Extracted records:
_ _ _ _ _

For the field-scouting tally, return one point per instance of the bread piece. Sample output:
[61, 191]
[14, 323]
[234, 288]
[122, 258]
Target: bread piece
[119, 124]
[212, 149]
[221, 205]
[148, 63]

_ _ _ _ _

Transcribe every line of the data, exactly as it stands.

For the field-scouting tally, return one point per instance of the bread piece. Sample output:
[61, 191]
[14, 323]
[234, 288]
[122, 258]
Target: bread piece
[119, 124]
[212, 149]
[221, 205]
[148, 63]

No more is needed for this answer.